- Что сделать -
1 – Перечислите всех лиц, названных по имени или фамилии в тексте о критике Северянина, включая литературных персонажей.
2 – Выведите без изменений фрагмент текста о критике Северянина, начиная со слов «Оттого урбанизированные жители» и вплоть до слов «полёт над страной.».
3 – С кем, по словам Гумилёва из текста о критике Северянина, сходны все мы?

- Исходный текст -
◆ ◆ ◆ ◆

Улыбаясь, мы идём на рельсы;
Телеграфная проволока
Загудела;
Грозовеет облако, –
К буре дело.

–––––––––

Попробуй тут, рассвирелься!..

1911


Горе-критик предъявляет счёт таланту поэта:
«Он и талантлив, и пошл одновременно. Все лучшие северянинские строфы, строчки, образы берутся из стихотворений, служивших поводом для самых смешных и злых пародий. Включая в том избранного лучшее, мы неизбежно включим и худшее. Если же задаться целью представить Игоря Северянина без пошлости, можно было б набрать не слишком большой сборничек безликих описательных стихотворений, в которых нет ничего северянинского…». (А. Урбан. «Образ человека – образ времени». С. 532).
Оказывается, и в пошлости есть свой талант! Что, впрочем, несомненно. Вызывает сомнение другое: какое отношение к поэзии имеют «смешные и злые пародии», корявые копии к оригиналу? Если же читатель недальновиден и не умеет отличить копию от оригинала, то, думается, критик из него никудышный. Смысл ему неясен, замысел непонятен. Одни только вещи, что держит в руках, имеют значение. Так пусть же читает пародии, курит, какие ни есть, сигары, воображает себя лордом Уотсоном и будет счастлив. Найдётся и для него свой Дориан Грей.
– Однако все мы подобны человеку, выучившемуся иностранному языку по учебникам, – Н. С. Гумилёву довелось встретить немало таких. – Мы можем говорить, но не понимаем, когда говорят с нами. Неисчислимы руководства для поэтов, но руководств для читателей не существует. (Н. С. Гумилёв. «Читатель». С. 237).
Оттого урбанизированные жители не слышат русского языка: «не слишком большой сборничек безликих описательных стихотворений» – оценка, брошенная в Северянина в то время, когда журавлиный клин Высоцкого, Гамзатова и других вершил покаянный полёт над страной.

◆ ◆ ◆ ◆

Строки
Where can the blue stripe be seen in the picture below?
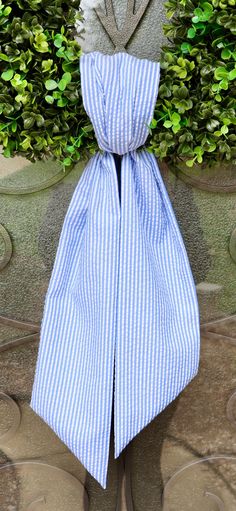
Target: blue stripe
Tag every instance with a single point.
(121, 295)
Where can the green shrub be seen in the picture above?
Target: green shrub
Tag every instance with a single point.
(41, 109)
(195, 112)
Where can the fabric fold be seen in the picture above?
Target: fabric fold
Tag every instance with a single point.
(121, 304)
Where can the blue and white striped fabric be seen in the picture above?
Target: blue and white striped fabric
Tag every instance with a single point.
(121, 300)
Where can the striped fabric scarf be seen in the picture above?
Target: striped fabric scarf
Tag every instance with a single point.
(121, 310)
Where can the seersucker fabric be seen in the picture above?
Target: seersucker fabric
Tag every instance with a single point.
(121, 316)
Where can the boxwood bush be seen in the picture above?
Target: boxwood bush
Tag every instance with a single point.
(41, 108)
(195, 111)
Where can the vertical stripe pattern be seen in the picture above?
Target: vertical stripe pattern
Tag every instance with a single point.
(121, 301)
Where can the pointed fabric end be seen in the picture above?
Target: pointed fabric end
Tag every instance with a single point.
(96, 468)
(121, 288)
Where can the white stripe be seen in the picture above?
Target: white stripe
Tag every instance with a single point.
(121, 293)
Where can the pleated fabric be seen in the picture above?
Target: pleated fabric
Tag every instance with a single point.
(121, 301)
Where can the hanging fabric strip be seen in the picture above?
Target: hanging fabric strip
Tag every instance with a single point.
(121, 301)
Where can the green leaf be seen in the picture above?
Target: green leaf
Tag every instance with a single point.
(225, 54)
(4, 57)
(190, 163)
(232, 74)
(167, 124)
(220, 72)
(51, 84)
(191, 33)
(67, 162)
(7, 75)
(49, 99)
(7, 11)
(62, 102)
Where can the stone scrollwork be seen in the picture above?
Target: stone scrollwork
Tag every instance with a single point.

◆ ◆ ◆ ◆

- Ответы -
1 – А. Урбан, Игорь Северянин, лорд Уотсон, Дориан Грей, Н. С. Гумилёв, Высоцкий, Гамзатов

2 –
Оттого урбанизированные жители не слышат русского языка: «не слишком большой сборничек безликих описательных стихотворений» – оценка, брошенная в Северянина в то время, когда журавлиный клин Высоцкого, Гамзатова и других вершил покаянный полёт над страной.

3 – С человеком, выучившимся иностранному языку по учебникам.